Task material Start Marker
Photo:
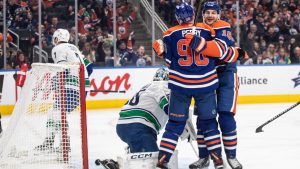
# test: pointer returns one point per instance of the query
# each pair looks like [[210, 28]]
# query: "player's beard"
[[211, 20]]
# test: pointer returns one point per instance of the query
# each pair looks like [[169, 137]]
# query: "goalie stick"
[[259, 129]]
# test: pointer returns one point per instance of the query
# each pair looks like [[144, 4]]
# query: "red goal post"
[[48, 127]]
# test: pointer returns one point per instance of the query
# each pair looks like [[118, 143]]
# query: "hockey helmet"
[[212, 6], [184, 13], [162, 74], [60, 35]]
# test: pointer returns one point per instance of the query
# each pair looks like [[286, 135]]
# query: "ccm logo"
[[138, 156]]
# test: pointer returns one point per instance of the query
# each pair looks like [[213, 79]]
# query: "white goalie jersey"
[[149, 106], [66, 53]]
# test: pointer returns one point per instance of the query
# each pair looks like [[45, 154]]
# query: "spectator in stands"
[[20, 60], [253, 54], [282, 57], [258, 21], [122, 27], [271, 36], [295, 55], [127, 56], [143, 58], [265, 58], [109, 60], [271, 51]]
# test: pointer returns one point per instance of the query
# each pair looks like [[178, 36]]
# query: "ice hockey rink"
[[277, 147]]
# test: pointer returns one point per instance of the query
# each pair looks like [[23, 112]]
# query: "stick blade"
[[259, 130]]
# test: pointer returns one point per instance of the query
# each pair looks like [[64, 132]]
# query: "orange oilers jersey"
[[224, 34], [190, 72]]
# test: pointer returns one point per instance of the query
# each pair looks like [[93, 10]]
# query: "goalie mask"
[[60, 35], [162, 74]]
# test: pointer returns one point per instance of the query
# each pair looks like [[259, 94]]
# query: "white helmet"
[[62, 35], [162, 74]]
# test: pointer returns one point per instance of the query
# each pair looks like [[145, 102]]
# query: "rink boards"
[[111, 87]]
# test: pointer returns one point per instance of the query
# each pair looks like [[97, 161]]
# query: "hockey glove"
[[195, 42], [158, 47], [242, 54]]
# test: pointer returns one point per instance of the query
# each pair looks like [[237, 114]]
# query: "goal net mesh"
[[45, 129]]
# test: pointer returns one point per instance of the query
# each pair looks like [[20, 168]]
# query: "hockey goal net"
[[48, 126]]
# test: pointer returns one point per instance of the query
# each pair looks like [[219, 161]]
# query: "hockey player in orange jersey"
[[192, 74], [226, 96]]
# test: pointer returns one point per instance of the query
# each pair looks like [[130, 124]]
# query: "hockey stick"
[[259, 129], [109, 91], [189, 124]]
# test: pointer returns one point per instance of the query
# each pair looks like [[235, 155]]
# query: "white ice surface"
[[278, 147]]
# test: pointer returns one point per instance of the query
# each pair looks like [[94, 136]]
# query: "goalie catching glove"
[[195, 42], [158, 47]]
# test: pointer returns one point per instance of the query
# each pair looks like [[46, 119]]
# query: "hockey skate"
[[217, 159], [234, 163], [161, 161], [202, 163]]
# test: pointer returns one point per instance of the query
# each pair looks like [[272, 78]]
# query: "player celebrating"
[[226, 94], [191, 75], [142, 117], [64, 53]]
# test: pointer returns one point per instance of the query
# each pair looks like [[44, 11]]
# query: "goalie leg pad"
[[145, 160], [139, 137]]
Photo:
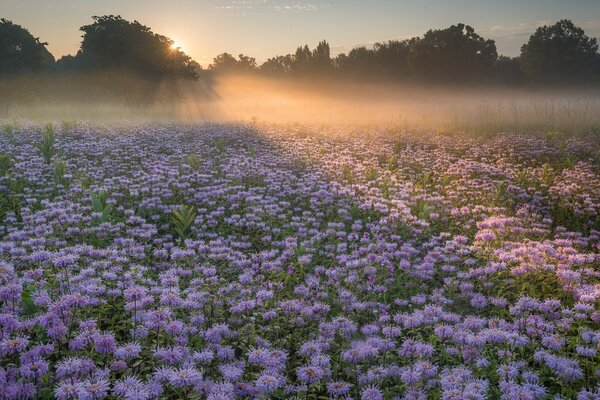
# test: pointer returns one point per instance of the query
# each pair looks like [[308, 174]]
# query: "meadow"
[[253, 260]]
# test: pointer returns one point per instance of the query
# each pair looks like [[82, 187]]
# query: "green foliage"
[[398, 146], [27, 304], [60, 170], [220, 144], [47, 146], [454, 53], [194, 161], [183, 219], [137, 49], [20, 51], [9, 130], [100, 206], [560, 52], [68, 126], [6, 163], [371, 173]]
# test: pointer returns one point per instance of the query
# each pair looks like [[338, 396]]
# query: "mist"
[[260, 100]]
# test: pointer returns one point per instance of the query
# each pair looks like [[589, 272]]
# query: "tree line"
[[559, 53], [118, 52]]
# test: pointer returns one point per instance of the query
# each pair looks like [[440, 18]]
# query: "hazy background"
[[262, 28]]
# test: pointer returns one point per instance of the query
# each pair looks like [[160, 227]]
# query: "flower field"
[[226, 261]]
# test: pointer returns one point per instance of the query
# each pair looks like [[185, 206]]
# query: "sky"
[[264, 28]]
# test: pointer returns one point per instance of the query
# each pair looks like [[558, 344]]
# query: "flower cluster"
[[231, 261]]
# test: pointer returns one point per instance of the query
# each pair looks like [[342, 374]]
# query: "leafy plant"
[[27, 304], [9, 130], [60, 170], [370, 173], [47, 146], [183, 219], [68, 126], [100, 206], [6, 163], [194, 161], [220, 144]]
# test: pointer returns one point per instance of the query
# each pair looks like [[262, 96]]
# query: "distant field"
[[314, 258], [470, 110]]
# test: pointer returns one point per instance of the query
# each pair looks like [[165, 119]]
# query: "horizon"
[[260, 28]]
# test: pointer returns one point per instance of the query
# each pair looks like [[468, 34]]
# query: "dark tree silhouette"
[[279, 65], [20, 51], [453, 54], [560, 53], [112, 42], [383, 61], [22, 58], [507, 70], [225, 63], [130, 60]]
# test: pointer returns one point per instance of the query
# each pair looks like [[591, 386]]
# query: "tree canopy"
[[454, 53], [112, 42], [560, 52], [20, 51]]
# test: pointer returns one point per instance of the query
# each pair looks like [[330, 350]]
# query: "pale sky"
[[264, 28]]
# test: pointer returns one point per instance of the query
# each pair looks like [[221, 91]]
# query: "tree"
[[278, 65], [225, 63], [130, 61], [112, 42], [507, 70], [20, 51], [453, 54], [21, 56], [561, 52]]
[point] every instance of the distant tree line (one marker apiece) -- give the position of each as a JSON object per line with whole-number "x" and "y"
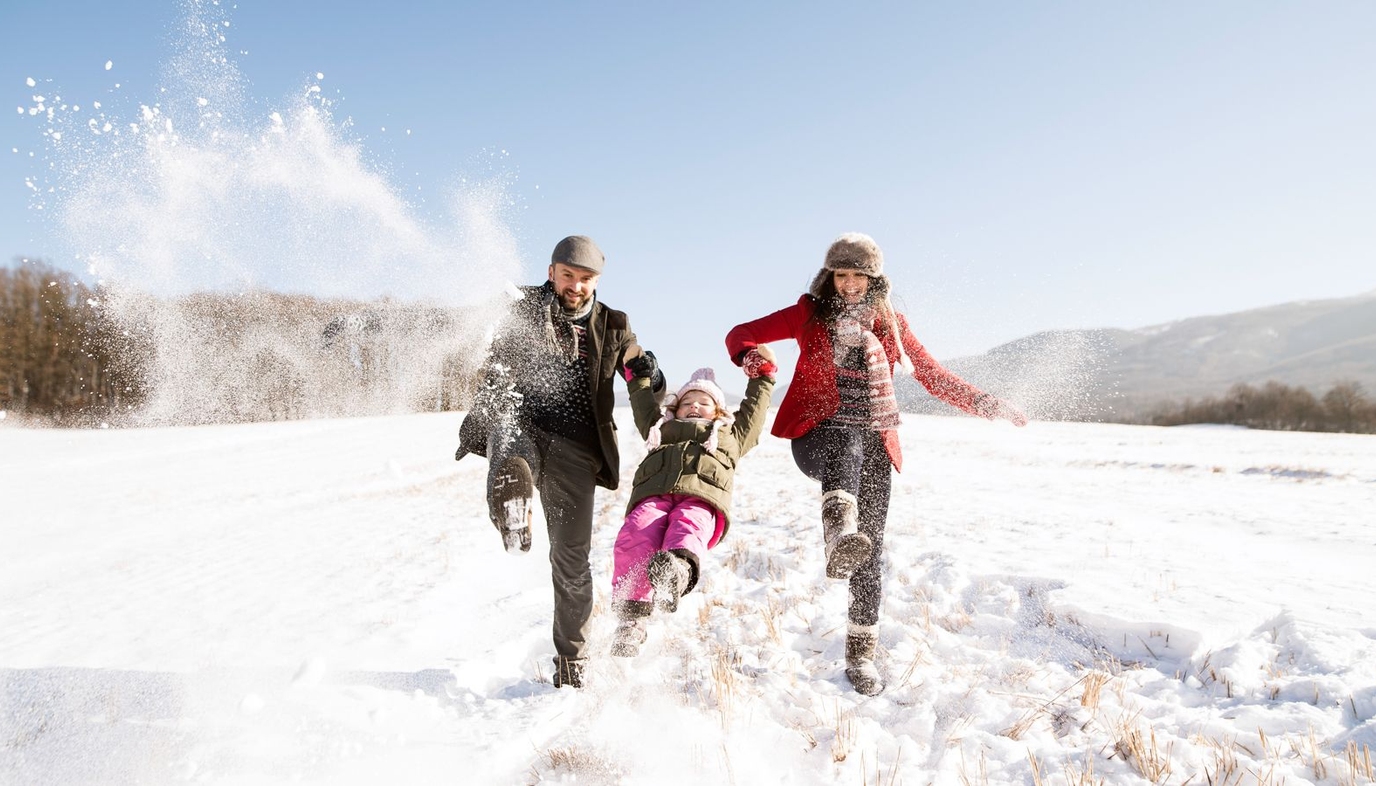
{"x": 61, "y": 358}
{"x": 68, "y": 358}
{"x": 1277, "y": 406}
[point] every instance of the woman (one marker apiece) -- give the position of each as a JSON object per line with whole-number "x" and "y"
{"x": 842, "y": 417}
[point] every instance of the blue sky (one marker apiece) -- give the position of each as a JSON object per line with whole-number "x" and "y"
{"x": 1024, "y": 165}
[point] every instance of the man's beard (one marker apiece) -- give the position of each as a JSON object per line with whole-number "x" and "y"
{"x": 573, "y": 303}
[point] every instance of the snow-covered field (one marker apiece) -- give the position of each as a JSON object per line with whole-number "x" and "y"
{"x": 324, "y": 602}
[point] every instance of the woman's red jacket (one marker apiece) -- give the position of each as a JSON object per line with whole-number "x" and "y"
{"x": 812, "y": 394}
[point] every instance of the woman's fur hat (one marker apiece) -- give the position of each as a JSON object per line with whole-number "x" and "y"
{"x": 857, "y": 251}
{"x": 703, "y": 380}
Task material End Marker
**Problem:** Without carrying over any pictures, retype the records above exactly.

**Solved exercise:**
Photo:
# test: pointer returns one point per instance of the query
# each pair looks like [[210, 28]]
# query: "player's beard"
[[211, 20]]
# test: pointer returns one point per instance of the query
# each pair looks like [[169, 137]]
# query: "goalie stick"
[[259, 129]]
# test: pointer returns one point per instance of the query
# each pair looks like [[144, 4]]
# query: "red goal post"
[[48, 127]]
# test: pointer returns one point per instance of the query
# each pair looks like [[118, 143]]
# query: "hockey helmet"
[[212, 6], [184, 13], [162, 74], [60, 35]]
# test: pointer returns one point per instance of the query
# each pair looks like [[286, 135]]
# query: "ccm logo"
[[138, 156]]
# test: pointer returns one point per instance of the query
# each pair looks like [[213, 79]]
# query: "white goalie jersey"
[[149, 106], [66, 53]]
# test: pointer returns one point per instance of the query
# each pair looks like [[45, 154]]
# query: "spectator in stands"
[[20, 60], [253, 54], [282, 57], [258, 21], [122, 27], [271, 36], [295, 55], [127, 56], [143, 58], [265, 58], [109, 60], [271, 51]]
# test: pointer returns one point per instance of the query
# each pair looks like [[178, 36]]
# query: "ice hockey rink"
[[277, 147]]
# test: pointer returns one point per instance of the query
# each pair looks like [[23, 112]]
# query: "stick blade"
[[259, 130]]
# test: pointer returns one point per instance of the query
# each pair looks like [[64, 132]]
# query: "orange oilers jersey"
[[224, 34], [190, 72]]
# test: pointer returns one point per instance of the query
# each pair looks like [[93, 10]]
# query: "goalie mask"
[[60, 35], [162, 74]]
# test: pointer returns one point per instance of the query
# each pair looks like [[259, 94]]
# query: "white helmet"
[[62, 35], [162, 74]]
# test: pointer returns one point per instance of the query
# each pair looks like [[145, 102]]
# query: "rink boards"
[[111, 87]]
# test: pointer returns one point per instance of the query
# each pair looks like [[97, 161]]
# query: "hockey glove"
[[195, 42], [158, 47], [242, 54]]
# test: pointer returns one point per instance of the query
# each pair looks like [[237, 114]]
# query: "goal net mesh"
[[45, 129]]
# test: pointer returns one point per instance of the query
# each pair looks like [[20, 168]]
# query: "hockey goal net"
[[48, 126]]
# test: pointer returns one point per instance of the query
# each pair looks like [[219, 161]]
# query: "hockey player in orange jersey"
[[192, 74], [226, 96]]
# test: pointer returns one point per instance of the query
# each pair looks like [[130, 124]]
# query: "hockey stick"
[[259, 129], [109, 91], [189, 124]]
# test: pointer returns one point per instance of the query
# each pair looks like [[235, 155]]
# query: "white ice surface"
[[278, 147]]
# test: pointer returns one point per instance of the query
# each pair looks like [[94, 136]]
# query: "goalie catching glove"
[[195, 42], [158, 47]]
# test: pointer returns one point per instance of the query
# each pair looks like [[46, 119]]
# query: "hockey skate"
[[217, 159], [234, 163], [161, 161], [202, 163]]
# test: pointer returns one point per instance of the query
# each pair looks like [[272, 78]]
# query: "player celebrating"
[[226, 94], [191, 75], [142, 117], [64, 53]]
# test: pointer returns one point per instance of the query
# each pair looks like [[44, 11]]
# query: "goalie leg pad"
[[145, 160], [139, 137]]
Photo:
# test: pointer returns one point per instance of the query
# each pair looks like [[308, 174]]
# query: "meadow"
[[253, 260]]
# test: pointer returns one point per instance of the query
# each pair looks like [[82, 187]]
# query: "green foliage"
[[398, 146], [27, 304], [60, 170], [220, 144], [47, 146], [454, 53], [194, 161], [183, 219], [137, 49], [20, 51], [9, 130], [100, 206], [560, 52], [68, 126], [6, 163], [371, 173]]
# test: pointer returns one point per instance of the query
# each pair looks like [[338, 396]]
# query: "mist"
[[260, 100]]
# test: pointer returns one point per instance of the query
# each pair looks like [[589, 272]]
# query: "tree line"
[[559, 53], [118, 52]]
# test: pointer returns one point per instance of the query
# each pair looks like [[440, 18]]
# query: "hazy background"
[[262, 28]]
# test: pointer returns one point per instance of the query
# each pair looks like [[160, 227]]
# query: "flower field"
[[226, 261]]
# test: pointer returns one point per instance of the query
# each pair looks like [[185, 206]]
# query: "sky"
[[264, 28]]
# test: pointer returns one point per instance of the query
# each pair looks like [[558, 344]]
# query: "flower cluster"
[[231, 261]]
# test: pointer returns one point per instance of the query
# each pair looks like [[342, 374]]
# query: "leafy plant"
[[27, 304], [9, 130], [60, 170], [370, 173], [47, 146], [183, 219], [68, 126], [100, 206], [6, 163], [194, 161], [220, 144]]
# test: pointer returns one point per instance of the query
# each pair looks like [[262, 96]]
# query: "distant field"
[[314, 258], [470, 110]]
# test: pointer returns one point per instance of the query
# each pair looks like [[165, 119]]
# query: "horizon"
[[260, 28]]
# test: pointer returns one point per instance of the query
# each pair looks like [[468, 34]]
# query: "dark tree silhouette"
[[279, 65], [20, 51], [453, 54], [560, 53], [112, 42], [383, 61], [22, 58], [507, 70], [225, 63], [130, 60]]
# test: pointer returns one point per instance of the query
# each pair looks like [[591, 386]]
# query: "tree canopy"
[[454, 53], [112, 42], [560, 52], [20, 51]]
# test: pointer returns one point per instance of the query
# each pair looks like [[330, 350]]
# query: "pale sky"
[[264, 28]]
# test: pointer returns one point per instance of the query
# each pair looks like [[221, 91]]
# query: "tree"
[[278, 65], [225, 63], [130, 61], [112, 42], [507, 70], [20, 51], [453, 54], [21, 56], [561, 52]]
[point] every instance of the distant tree line (one marker apiece) -- give the position of each as a JSON object per line with whole-number "x" and "y"
{"x": 61, "y": 358}
{"x": 68, "y": 358}
{"x": 1277, "y": 406}
[point] every instance of the woman (one marker apiece) -- give the position of each as a JSON object per line with whole-number "x" and "y"
{"x": 842, "y": 417}
[point] every instance of the blue sky (one marker apiece) -- give the position of each as a JSON object per line with whole-number "x" and "y"
{"x": 1024, "y": 165}
[point] every instance of the man's beard (one marker apiece) -- give the position of each as a JSON object per line with whole-number "x" and "y"
{"x": 573, "y": 303}
[point] every instance of the snow-covered field (one marker apiece) -- give the position of each as a JSON object per line with whole-number "x" and "y"
{"x": 324, "y": 602}
[point] every instance of the woman's red jacket (one marker apiece) -- give the position of each as a JSON object per line with whole-number "x" and "y"
{"x": 812, "y": 394}
[point] every instance of the woman's fur hat (one marker apiece) -- give the position of each as a JSON object per line with whole-number "x" and "y"
{"x": 857, "y": 251}
{"x": 703, "y": 380}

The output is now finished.